Problem statement
Extend the discussion about Latin and whether intelligent people are expected to know it, picking up after its final line.

BEGIN Extract

I suppose it’s too late at this point to say, “Too pedantic, didn’t read”?

I don’t know what they call those quotations before a chapter in a novel, but read more 19th-century novels, especially those by Mark Twain. He required you be fluent in Latin, Ancient Greek, Sanskrit, and any of a dozen other languages to translate what he said to, “My uncle is sick, but the highway is green.” Or be a middle-aged Catholic. We dismiss crappy Latin as not worth our interest in our sleep.

But yeah, if you wish to be recognized as intelligent anywhere, much less here, you need to bone up on your Latin.

I’ll bone up your Latin for you. Or is it Latina?

I took Latin in high school, and I am pretty sure that the true and “correct” pronunciation is basically unknown, lost to time. We just have conjecture and theories (which may be based on evidence, but are not absolute).

Well I’m Latino, so I’ll go ahead and do all the boning around here okay? :wink:

Am I really the first Doper to say this? Yes, it is true. Obviously, any intelligent person is fluent in Latin. If you wasted your time studying modern languages you will soon learn the folly of your ways. You will have only the most rudimentary understanding of legal phrases or medical terms, but what is worse is that you can never work at the Vatican.

Damn, and I was on a career path to Pope, as much as an atheist can be said to be on that path. We’re talking Lip Service with a capital L, and I can’t even say THAT in Latin.

I once knew a lawyer named Babbet
Who was asked, as luck would have it,
To teach a class:
Legal Ethics. Alas,
he replied “Nemo dat quod non habet”.

I postulate that this does, in fact, scan, give or take a punctuation mark.

I’m flatulant in Latin.

Jesus, get a grip. All I aimed for was being a Swiss Guard.

If only scholars were aware of these problems, Jesus mother fucking Christ. Look, there’s the churchy system that evolved naturally in parallel with Itallian, and there’s the reconstructed classical system with a lot of scholarship behind it. Have you got something better? Then perhaps you’re qualified to write for television.

In the end, yeah. Been that way for thousands of years. Sorry you only just figured it out, but you had tons of precedent to inform you. :frowning:

Vae! Volō meae matrī audiam.

Same to you, buster!
Note that I have never claimed to be anything but an idiot. It’s my brother who is spending one day a week teaching his pre-teens Latin while his wife, genuinely Russian, has two days a week to teach them her Mother Tongue.

True.

END Extract
BEGIN Given entries

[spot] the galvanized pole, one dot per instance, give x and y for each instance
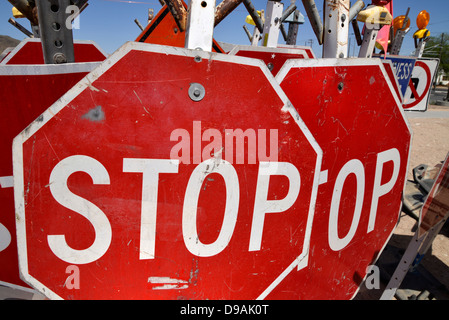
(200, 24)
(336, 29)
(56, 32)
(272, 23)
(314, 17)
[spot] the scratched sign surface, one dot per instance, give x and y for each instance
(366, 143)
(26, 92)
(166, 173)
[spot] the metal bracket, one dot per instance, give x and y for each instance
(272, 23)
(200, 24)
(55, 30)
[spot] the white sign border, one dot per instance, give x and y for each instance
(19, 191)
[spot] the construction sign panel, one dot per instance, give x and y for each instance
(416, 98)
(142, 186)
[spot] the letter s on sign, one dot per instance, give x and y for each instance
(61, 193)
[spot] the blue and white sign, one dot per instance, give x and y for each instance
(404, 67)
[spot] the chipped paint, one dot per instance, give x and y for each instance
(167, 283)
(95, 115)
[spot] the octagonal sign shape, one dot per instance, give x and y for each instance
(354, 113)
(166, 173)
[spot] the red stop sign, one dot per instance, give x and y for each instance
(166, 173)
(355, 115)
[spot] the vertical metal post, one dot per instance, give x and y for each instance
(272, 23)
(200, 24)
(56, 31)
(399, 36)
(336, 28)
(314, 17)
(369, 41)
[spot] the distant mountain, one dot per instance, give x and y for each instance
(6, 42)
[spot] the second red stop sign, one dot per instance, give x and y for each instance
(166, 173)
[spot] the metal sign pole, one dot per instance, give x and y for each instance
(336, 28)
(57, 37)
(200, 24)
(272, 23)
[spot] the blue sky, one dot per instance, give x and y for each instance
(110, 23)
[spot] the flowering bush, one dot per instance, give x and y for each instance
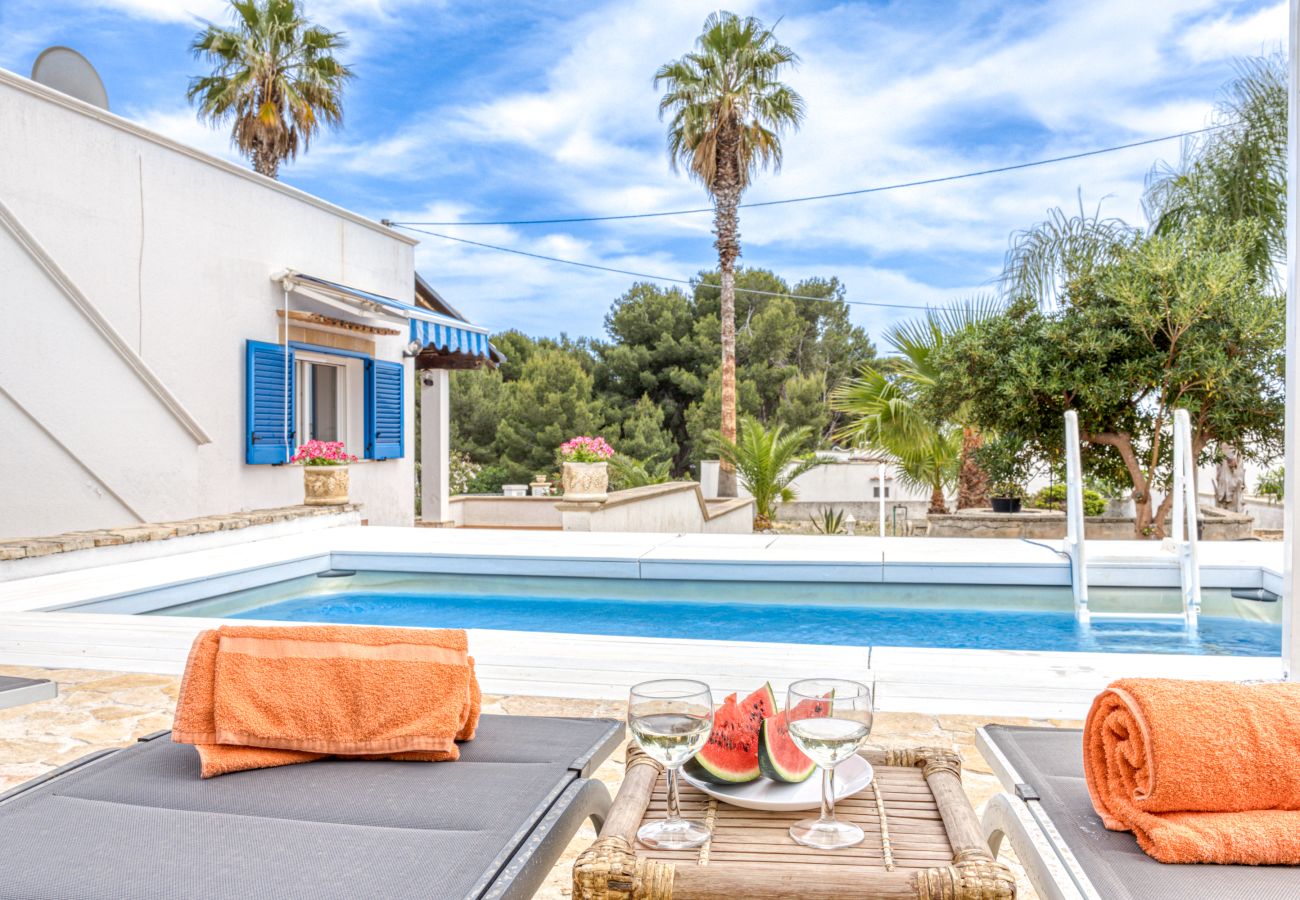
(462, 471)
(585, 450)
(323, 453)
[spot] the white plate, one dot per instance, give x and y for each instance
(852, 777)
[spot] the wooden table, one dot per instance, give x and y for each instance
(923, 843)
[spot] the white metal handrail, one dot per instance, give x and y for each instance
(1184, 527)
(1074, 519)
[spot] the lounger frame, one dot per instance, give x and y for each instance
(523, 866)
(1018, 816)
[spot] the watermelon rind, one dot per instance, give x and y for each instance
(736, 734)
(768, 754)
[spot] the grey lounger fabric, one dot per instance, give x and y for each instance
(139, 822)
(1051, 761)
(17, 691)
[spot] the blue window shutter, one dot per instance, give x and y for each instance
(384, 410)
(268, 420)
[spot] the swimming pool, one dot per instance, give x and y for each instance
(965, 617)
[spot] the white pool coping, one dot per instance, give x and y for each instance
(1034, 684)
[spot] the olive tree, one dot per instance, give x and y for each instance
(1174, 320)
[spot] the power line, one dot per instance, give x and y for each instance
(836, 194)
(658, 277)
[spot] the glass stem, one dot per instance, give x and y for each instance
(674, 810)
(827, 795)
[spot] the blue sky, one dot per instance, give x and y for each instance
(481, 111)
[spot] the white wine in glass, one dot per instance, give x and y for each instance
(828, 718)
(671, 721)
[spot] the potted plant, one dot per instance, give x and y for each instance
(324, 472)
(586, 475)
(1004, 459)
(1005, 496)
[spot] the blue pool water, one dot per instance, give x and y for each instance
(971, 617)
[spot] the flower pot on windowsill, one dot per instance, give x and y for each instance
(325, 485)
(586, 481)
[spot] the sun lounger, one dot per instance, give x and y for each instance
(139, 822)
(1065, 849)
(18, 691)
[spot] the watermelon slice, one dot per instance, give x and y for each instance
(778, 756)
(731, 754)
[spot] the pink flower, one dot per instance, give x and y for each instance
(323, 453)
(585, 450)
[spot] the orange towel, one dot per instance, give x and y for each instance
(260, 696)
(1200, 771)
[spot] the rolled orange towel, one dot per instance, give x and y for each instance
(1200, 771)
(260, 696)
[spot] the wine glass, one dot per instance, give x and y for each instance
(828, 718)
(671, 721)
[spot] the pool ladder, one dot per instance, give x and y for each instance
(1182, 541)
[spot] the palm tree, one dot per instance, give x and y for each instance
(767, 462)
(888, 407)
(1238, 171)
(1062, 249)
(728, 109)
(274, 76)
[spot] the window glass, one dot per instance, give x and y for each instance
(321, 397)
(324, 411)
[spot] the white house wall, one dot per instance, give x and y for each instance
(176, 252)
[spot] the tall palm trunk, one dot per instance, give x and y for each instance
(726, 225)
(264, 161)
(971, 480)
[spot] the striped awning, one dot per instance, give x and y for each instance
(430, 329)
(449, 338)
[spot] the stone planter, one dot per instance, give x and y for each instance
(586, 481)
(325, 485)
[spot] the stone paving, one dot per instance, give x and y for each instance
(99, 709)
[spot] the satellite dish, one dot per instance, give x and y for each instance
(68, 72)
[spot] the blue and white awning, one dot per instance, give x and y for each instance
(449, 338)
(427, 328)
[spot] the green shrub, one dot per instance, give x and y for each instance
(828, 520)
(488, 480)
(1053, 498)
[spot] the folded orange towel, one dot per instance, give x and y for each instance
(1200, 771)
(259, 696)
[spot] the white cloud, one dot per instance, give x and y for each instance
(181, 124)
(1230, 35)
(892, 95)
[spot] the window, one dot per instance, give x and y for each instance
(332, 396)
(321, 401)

END Given entries
BEGIN Given entries

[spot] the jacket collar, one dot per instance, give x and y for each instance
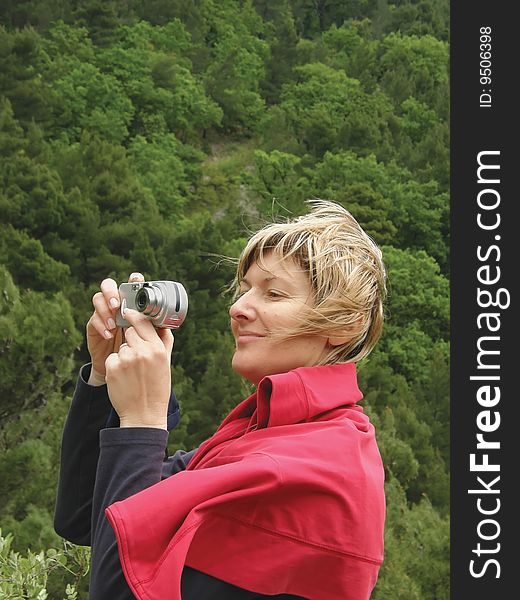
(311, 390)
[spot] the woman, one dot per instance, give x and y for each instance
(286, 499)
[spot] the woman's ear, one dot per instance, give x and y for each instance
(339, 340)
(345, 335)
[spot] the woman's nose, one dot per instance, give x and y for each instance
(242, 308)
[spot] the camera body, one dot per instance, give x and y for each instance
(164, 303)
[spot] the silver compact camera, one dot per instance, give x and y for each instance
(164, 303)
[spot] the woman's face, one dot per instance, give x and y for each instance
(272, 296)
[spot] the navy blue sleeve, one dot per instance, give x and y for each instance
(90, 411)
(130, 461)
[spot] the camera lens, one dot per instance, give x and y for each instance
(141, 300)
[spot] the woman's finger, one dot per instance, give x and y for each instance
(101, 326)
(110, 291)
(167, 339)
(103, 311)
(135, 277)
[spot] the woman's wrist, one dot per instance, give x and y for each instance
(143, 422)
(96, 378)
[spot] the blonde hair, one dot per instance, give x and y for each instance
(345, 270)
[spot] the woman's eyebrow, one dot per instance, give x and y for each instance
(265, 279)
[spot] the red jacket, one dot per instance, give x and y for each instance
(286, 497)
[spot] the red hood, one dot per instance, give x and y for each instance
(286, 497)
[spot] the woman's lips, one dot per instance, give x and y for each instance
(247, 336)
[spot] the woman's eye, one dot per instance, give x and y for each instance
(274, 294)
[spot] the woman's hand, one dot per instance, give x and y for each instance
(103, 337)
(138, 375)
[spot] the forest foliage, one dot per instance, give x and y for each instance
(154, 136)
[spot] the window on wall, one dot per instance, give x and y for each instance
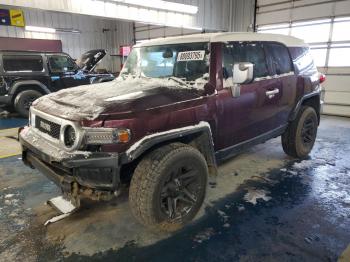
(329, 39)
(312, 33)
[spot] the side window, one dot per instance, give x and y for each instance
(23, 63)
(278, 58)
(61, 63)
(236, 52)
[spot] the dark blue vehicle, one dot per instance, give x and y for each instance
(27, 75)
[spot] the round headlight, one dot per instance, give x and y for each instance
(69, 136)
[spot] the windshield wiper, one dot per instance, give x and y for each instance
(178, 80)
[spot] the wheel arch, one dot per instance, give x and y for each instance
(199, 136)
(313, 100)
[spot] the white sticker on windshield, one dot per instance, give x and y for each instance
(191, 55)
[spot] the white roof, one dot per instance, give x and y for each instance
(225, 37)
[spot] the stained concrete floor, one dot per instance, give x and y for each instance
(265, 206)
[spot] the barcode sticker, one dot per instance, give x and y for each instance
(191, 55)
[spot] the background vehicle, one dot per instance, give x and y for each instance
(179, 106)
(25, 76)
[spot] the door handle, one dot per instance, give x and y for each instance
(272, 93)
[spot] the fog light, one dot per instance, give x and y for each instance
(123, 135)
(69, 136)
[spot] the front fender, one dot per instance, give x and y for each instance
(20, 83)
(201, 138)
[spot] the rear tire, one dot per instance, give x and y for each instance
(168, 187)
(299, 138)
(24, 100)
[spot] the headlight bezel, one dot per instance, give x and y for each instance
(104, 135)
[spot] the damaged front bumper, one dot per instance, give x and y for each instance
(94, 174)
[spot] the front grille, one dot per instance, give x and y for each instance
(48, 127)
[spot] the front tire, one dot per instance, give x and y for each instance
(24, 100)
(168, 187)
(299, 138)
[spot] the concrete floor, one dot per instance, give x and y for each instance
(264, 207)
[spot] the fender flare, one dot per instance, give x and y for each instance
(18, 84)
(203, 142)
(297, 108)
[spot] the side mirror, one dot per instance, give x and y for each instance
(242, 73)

END Given entries
BEGIN Given entries

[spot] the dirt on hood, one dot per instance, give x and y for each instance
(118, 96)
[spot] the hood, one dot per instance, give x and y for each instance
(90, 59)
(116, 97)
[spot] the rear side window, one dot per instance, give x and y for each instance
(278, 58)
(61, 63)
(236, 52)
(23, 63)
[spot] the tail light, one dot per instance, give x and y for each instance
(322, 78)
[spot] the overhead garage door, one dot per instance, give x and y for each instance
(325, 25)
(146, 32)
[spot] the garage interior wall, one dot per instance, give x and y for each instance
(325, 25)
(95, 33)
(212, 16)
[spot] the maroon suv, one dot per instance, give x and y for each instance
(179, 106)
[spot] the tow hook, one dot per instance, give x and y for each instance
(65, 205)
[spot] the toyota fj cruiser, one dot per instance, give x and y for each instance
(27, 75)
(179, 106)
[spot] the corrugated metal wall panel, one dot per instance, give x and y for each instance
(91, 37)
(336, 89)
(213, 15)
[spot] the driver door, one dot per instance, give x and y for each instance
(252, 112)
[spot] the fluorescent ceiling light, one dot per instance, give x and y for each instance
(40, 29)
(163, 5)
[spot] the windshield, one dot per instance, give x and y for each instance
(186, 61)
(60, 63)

END Given entries

Result below
My family only spoke in Latin when I was growing up but I have forgotten most of it and even I would have a hard time understanding that now. The family down the street spoke in ancient Greek and we always had a (good-natured) rivalry going even though we could only communicate using hand signals. There was another family in town (with a really hot daughter) that spoke in Shakespearian English. It was very pretty and you could almost understand what they were talking about but not quite. Dinner parties were amusing because we all talked past one other but still laughed at the implied subtleties even if you didn’t really know what they were talking about. We finally all broke down and took modern English classes together and things works swimmingly after that. It turns out that English can handle almost any language condition just fine without resorting to language technology that has been instinct for many centuries if not several millennium :smack:

This is one of my peeves.

If you know the name of a bird or plant or something in latin, somehow thats “smart”.

If you can’t tell me something interesting about it besides its latin name…well BFD in my opinion…and I think you look like a tool spouting the latin name in casual conversation. Its a fucking Bluejay.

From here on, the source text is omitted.